▸ **AIM**:
Copy every line of the records below word for word, leaving the pictures out of your answer.
- - - - -
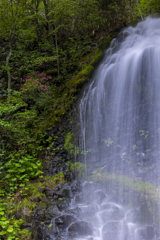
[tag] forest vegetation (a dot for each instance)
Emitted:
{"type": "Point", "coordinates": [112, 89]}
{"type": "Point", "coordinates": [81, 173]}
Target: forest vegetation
{"type": "Point", "coordinates": [48, 50]}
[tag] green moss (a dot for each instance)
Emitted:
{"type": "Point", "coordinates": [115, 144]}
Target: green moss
{"type": "Point", "coordinates": [77, 167]}
{"type": "Point", "coordinates": [96, 58]}
{"type": "Point", "coordinates": [68, 144]}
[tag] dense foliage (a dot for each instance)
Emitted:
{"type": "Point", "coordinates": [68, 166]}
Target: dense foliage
{"type": "Point", "coordinates": [49, 47]}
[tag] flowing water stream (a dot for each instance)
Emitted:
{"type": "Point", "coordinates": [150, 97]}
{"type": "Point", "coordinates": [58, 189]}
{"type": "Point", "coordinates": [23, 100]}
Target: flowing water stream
{"type": "Point", "coordinates": [120, 142]}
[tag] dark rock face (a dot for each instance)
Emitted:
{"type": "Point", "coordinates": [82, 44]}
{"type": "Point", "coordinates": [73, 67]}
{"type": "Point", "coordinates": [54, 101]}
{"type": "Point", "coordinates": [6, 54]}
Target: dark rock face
{"type": "Point", "coordinates": [64, 221]}
{"type": "Point", "coordinates": [146, 233]}
{"type": "Point", "coordinates": [80, 229]}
- - - - -
▸ **WRITTEN SOLUTION**:
[tag] forest vegetation (a dot for each instance)
Emitted:
{"type": "Point", "coordinates": [112, 89]}
{"type": "Point", "coordinates": [81, 173]}
Target: forest vegetation
{"type": "Point", "coordinates": [48, 50]}
[tag] green moss (a dot for each instance)
Emitted:
{"type": "Point", "coordinates": [115, 144]}
Target: green moss
{"type": "Point", "coordinates": [77, 167]}
{"type": "Point", "coordinates": [96, 58]}
{"type": "Point", "coordinates": [68, 144]}
[tag] dense foliage (a dot for each instance)
Emitted:
{"type": "Point", "coordinates": [68, 166]}
Target: dense foliage
{"type": "Point", "coordinates": [49, 47]}
[tag] flowing water stream (a dot for each instance)
Emitted:
{"type": "Point", "coordinates": [150, 97]}
{"type": "Point", "coordinates": [58, 189]}
{"type": "Point", "coordinates": [23, 100]}
Target: flowing water stream
{"type": "Point", "coordinates": [120, 142]}
[tag] dark rock face (a dot for each instance)
Emitted:
{"type": "Point", "coordinates": [82, 44]}
{"type": "Point", "coordinates": [73, 67]}
{"type": "Point", "coordinates": [54, 101]}
{"type": "Point", "coordinates": [6, 54]}
Target: dark rock face
{"type": "Point", "coordinates": [64, 221]}
{"type": "Point", "coordinates": [146, 233]}
{"type": "Point", "coordinates": [80, 229]}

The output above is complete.